### Request
Change every "example of the layout" in the listing below to "sample format", then write the listing out again with nothing else altered and the pictures omitted.

### Task data

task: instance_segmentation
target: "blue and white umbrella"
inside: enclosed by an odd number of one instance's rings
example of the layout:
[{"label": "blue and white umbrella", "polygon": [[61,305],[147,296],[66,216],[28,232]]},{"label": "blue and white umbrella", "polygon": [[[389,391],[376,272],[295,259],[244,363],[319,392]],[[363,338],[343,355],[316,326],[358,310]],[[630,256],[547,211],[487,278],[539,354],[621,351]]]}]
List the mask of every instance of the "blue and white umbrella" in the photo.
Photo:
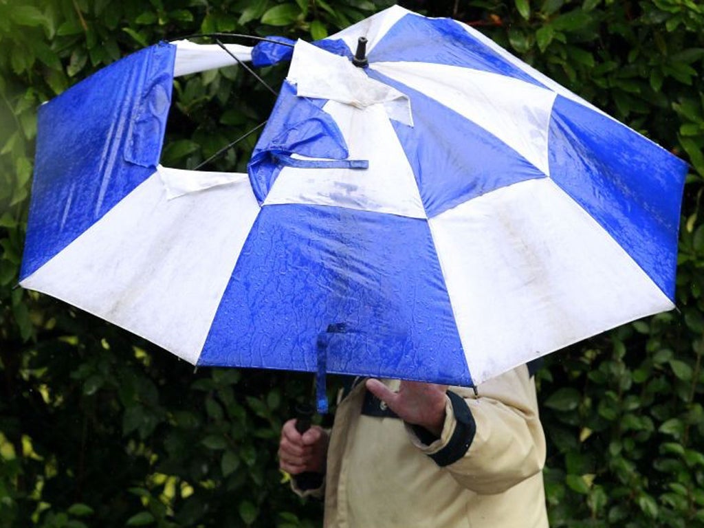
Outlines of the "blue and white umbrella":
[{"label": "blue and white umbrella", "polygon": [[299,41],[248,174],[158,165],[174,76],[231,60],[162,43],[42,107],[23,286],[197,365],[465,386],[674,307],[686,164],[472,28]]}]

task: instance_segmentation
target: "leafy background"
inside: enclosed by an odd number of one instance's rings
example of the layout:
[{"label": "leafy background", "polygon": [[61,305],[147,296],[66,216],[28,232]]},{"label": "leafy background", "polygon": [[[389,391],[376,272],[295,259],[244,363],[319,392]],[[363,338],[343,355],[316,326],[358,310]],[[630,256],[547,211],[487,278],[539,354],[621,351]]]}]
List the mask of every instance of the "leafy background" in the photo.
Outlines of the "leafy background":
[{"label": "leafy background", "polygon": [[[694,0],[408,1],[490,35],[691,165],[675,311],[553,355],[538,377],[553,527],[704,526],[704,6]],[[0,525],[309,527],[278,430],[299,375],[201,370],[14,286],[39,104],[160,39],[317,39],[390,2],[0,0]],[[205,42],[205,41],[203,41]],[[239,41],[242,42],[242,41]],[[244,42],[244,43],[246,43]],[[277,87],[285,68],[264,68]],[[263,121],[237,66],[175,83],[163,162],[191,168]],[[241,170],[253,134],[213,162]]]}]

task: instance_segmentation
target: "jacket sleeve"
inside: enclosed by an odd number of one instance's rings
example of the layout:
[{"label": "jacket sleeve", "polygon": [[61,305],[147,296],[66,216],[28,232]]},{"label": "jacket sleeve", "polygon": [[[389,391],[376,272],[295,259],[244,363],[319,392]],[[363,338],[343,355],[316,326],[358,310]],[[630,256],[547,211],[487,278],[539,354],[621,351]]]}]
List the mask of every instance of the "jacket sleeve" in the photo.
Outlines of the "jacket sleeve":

### Response for this exercise
task: instance_segmentation
target: "blue and white umbrella"
inside: enclosed by an odd number of one instance's rings
sample format:
[{"label": "blue and white umbrella", "polygon": [[61,305],[147,296],[66,216],[28,232]]},{"label": "blue and white umbrella", "polygon": [[[389,391],[376,272],[295,259],[244,363],[319,392]],[[363,338],[343,355],[316,326],[358,310]],[[630,256],[547,211],[487,278],[539,354],[621,351]]]}]
List the mask of every instance of the "blue and white umbrella" in the photo.
Photo:
Outlines of the "blue and white umbrella":
[{"label": "blue and white umbrella", "polygon": [[299,41],[248,174],[158,165],[174,76],[231,60],[162,43],[42,107],[23,286],[197,365],[465,386],[674,307],[686,164],[472,28]]}]

task: instance_segmentation
target: "leafy background"
inside: enclosed by an odd number of one instance's rings
sample format:
[{"label": "leafy background", "polygon": [[61,305],[147,296],[66,216],[28,232]]},{"label": "leafy background", "polygon": [[[389,391],[376,272],[295,259],[244,363],[319,392]],[[363,338],[343,355],[316,326],[358,310]],[[630,256],[547,211],[487,278],[539,354],[621,351]]]}]
List the mask of every instance of the "leafy background" in the photo.
Outlines of the "leafy background":
[{"label": "leafy background", "polygon": [[[694,0],[408,1],[490,35],[691,165],[675,311],[553,355],[538,377],[553,527],[704,526],[704,6]],[[0,525],[309,527],[278,430],[299,375],[201,370],[14,286],[39,104],[160,39],[317,39],[390,2],[0,0]],[[205,42],[205,41],[203,41]],[[239,41],[242,42],[242,41]],[[244,42],[244,43],[246,43]],[[277,87],[285,68],[264,68]],[[263,121],[237,66],[175,83],[163,162],[191,168]],[[241,170],[253,134],[213,162]]]}]

task: instance_segmentation
target: "jacket sleeve"
inside: enclosed by an odd number of one instance's rings
sample format:
[{"label": "jacket sleeve", "polygon": [[61,305],[147,296],[66,216],[28,232]]},{"label": "jacket sleeve", "polygon": [[[389,391],[376,272],[295,259],[244,363],[319,392]],[[363,338],[343,355],[316,326],[358,310]],[[630,256],[547,211],[487,278],[539,354],[621,351]]]}]
List the mask of every instance of the "jacket sleeve" in the photo.
Outlines of the "jacket sleeve":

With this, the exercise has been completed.